Reproduce the lines from the one containing "Task: indicate every instance of the shuttered" through the one containing "[(22, 208), (147, 190), (268, 172), (303, 185), (94, 193)]", and no others. Scale each keypoint coordinate in the answer by 1.7 and round it to a whole number, with halves rounding up, but keep the numbers in the request and its format sample as they are.

= The records =
(begin)

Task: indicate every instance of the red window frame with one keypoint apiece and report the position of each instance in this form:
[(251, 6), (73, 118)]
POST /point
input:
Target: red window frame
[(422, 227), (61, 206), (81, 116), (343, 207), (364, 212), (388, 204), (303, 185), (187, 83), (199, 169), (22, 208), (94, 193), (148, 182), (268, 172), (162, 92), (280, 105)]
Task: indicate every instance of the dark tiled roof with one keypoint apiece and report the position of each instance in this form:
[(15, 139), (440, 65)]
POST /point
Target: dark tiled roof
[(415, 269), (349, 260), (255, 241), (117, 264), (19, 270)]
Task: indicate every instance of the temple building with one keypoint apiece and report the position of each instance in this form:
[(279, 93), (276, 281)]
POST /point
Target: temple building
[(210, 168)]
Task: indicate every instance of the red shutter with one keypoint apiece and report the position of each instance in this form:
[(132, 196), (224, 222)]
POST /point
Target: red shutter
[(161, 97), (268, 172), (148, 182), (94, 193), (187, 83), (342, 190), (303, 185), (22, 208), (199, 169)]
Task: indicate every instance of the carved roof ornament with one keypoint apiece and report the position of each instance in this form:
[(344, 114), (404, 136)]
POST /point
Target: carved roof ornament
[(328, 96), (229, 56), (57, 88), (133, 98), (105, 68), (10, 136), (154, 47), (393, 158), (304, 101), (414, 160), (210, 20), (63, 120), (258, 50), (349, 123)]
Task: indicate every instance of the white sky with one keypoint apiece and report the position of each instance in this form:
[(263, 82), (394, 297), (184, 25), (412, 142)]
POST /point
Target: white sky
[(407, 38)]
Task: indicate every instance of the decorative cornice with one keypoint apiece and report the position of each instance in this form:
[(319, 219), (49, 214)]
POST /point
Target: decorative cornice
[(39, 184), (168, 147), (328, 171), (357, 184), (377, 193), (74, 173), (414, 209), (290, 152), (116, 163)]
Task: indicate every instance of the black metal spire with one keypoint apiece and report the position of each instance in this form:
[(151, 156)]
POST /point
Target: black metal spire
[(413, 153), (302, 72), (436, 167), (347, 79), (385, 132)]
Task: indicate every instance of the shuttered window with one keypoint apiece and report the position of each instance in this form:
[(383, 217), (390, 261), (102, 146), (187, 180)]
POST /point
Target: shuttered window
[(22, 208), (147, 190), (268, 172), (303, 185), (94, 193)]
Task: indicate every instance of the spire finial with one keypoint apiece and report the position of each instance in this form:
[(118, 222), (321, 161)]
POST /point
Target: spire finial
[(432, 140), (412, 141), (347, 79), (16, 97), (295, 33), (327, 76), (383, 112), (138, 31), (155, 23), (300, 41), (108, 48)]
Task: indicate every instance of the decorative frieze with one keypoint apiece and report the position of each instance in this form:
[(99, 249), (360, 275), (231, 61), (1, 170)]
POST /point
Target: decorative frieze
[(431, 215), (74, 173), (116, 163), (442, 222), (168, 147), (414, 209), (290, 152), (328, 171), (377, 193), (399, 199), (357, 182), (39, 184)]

(end)
(begin)

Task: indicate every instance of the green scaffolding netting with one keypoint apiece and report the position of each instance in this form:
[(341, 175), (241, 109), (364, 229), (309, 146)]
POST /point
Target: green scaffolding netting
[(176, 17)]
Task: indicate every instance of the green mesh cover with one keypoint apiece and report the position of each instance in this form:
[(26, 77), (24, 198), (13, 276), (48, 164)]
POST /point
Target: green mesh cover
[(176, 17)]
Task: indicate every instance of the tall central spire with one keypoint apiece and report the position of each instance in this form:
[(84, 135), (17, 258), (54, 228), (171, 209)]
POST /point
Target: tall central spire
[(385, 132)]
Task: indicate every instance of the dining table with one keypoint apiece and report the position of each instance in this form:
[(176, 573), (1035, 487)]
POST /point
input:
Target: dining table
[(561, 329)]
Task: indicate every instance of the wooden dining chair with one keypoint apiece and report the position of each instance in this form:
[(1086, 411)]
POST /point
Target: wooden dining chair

(end)

= Expected output =
Task: indicate every instance of the shuttered window with one keypoint apiece and report the position of each instance in this form:
[(383, 217), (390, 261), (102, 146), (187, 180)]
POST /point
Target: shuttered window
[(37, 354), (250, 323), (456, 292), (515, 315), (160, 328)]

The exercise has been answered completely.